▸ Document segment:
-- BEGIN --

SAN FRANCISCO — Nestled in the Redwood-studded hills north of San Francisco, Marin County has been home to the likes of Brad Pitt and Jerry Garcia.

And with its per-capita income of around $90,000 — one of the highest in California — you would not at first think that it would be facing $700 million in unfunded pension liabilities.

But the county may be facing more like $1 billion to $2 billion in unfunded pension obligations, according to Joe Nation, a professor of public policy at Stanford University and a former assemblyman who represented Marin.

In a report last month for the Stanford Institute for Economic Policy Research, Nation said independent public employee pension systems in California may have unfunded actuarial accrued liabilities of roughly $200 billion.

One of the key differences between Nation’s calculations and those of Marin officials and other municipalities across the state is that he uses a “risk-free” 4% discount rate. That rate is used to determine the anticipated rate of return on a pension fund’s assets and is used to calculate how much cities and counties must pay into funds. And that rate is lower than many funds use to estimate returns. If they used the lower rate they would have to make higher annual payments in order to meet their pension benefits.

-- END --

▸ Entries supplied:

-- BEGIN --

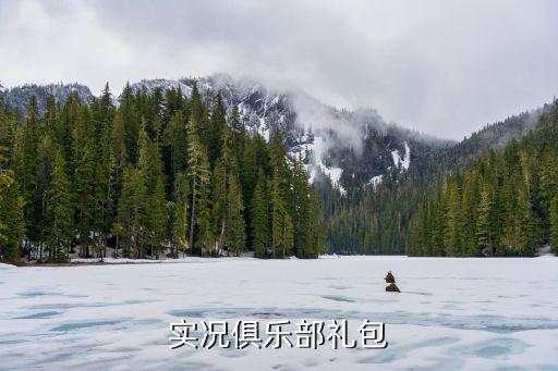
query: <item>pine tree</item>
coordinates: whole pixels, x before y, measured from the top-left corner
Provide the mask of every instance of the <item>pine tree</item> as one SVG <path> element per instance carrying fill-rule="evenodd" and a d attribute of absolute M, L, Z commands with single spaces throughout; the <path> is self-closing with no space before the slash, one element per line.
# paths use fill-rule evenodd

-- END --
-- BEGIN --

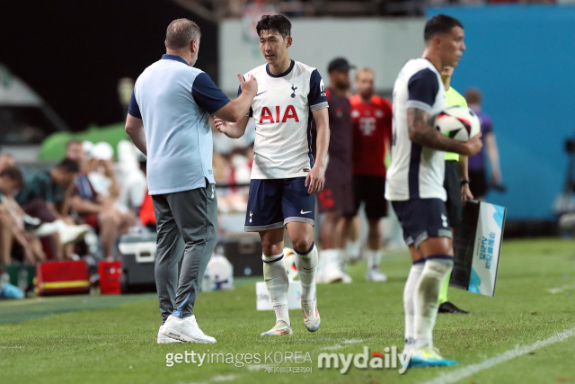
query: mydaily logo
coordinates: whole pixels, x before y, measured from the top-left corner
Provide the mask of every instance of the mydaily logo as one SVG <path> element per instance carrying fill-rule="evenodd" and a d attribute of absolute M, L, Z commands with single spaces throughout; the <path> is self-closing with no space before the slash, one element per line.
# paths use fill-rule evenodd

-- END --
-- BEGIN --

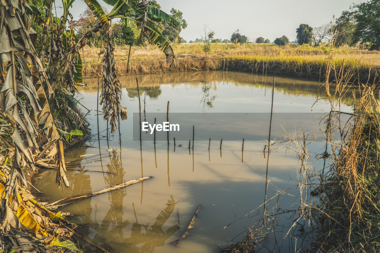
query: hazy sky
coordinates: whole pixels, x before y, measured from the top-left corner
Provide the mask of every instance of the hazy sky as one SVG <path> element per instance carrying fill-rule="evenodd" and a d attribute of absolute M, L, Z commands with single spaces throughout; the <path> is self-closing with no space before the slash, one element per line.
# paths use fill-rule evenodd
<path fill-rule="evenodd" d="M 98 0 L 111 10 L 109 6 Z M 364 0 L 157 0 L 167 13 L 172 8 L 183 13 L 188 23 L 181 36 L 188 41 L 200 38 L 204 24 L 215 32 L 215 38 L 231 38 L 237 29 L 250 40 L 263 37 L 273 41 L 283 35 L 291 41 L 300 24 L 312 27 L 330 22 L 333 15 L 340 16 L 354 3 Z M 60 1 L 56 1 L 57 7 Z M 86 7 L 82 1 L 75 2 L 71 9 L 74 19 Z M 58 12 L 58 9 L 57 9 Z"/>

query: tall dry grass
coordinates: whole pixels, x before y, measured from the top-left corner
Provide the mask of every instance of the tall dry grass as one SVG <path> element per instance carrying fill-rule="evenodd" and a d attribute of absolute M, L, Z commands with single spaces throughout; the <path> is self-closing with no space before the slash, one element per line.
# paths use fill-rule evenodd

-- END --

▸ What you will do:
A – In the article on Marin County's pension liabilities, what discount rate does Joe Nation use in his calculations?
B – Repeat word for word the part of the Marin County pension article that opens with the words containing "But the county" and closes with "roughly $200 billion.".
C – Pick up the article on Marin County's pension liabilities after its last sentence and keep writing it.
The records have no connection to the article on Marin County's pension liabilities.

▸ Outputs for the tasks:
A – He uses a "risk-free" 4% discount rate.

B –
But the county may be facing more like $1 billion to $2 billion in unfunded pension obligations, according to Joe Nation, a professor of public policy at Stanford University and a former assemblyman who represented Marin.

In a report last month for the Stanford Institute for Economic Policy Research, Nation said independent public employee pension systems in California may have unfunded actuarial accrued liabilities of roughly $200 billion.

C –
Marin County investment officials have questioned Nation’s methodology and told the local Marin Independent Journal that it has been estimated that roughly $1 billion would pay off all of the county’s debt if the pension system went belly-up.

Another report issued by SIEPR earlier in the year found that the unfunded liabilities of the California Public ­Employees’ Retirement System, California ­Teaches’ Retirement System and University of California Retirement ­System hit $425 billion in June 2008, using the risk-free rate.

Nation said most pension funds use a much higher discount rate, usually around 8%, based on riskier investment assumptions. “That is the dirty little secret of this whole game,” he said in an interview.

“What these municipal governments and pension funds are doing is they are saying, 'we cannot put away more, we can’t get more from employees, we can’t contribute more — let’s just role the dice and hope it works.’ ”

The average funded level for all systems in California at a 4% discount rate is 45%, while at a 6% discount rate it’s 63% based on 2008 numbers, which were the most recent available.

Many think the risk-free discount rate is an unrealistic measure and puts an unnecessary burden on a municipality’s pension obligations.

“I don’t subscribe to that [discount-rate] philosophy,” said Jay Goldstone, San Diego’s chief operating officer. “I think there has got to be some relationship to reality if you have a historical database.”

The discount rate should have some resemblance to the historical rate of return based on an average over a period of 10 years or longer, reflecting the highs and lows, he said.

Goldstone admitted he has a vested ­interest in a higher discount rate from a budgetary standpoint because the higher the rate, the lower the city’s annual ­payment.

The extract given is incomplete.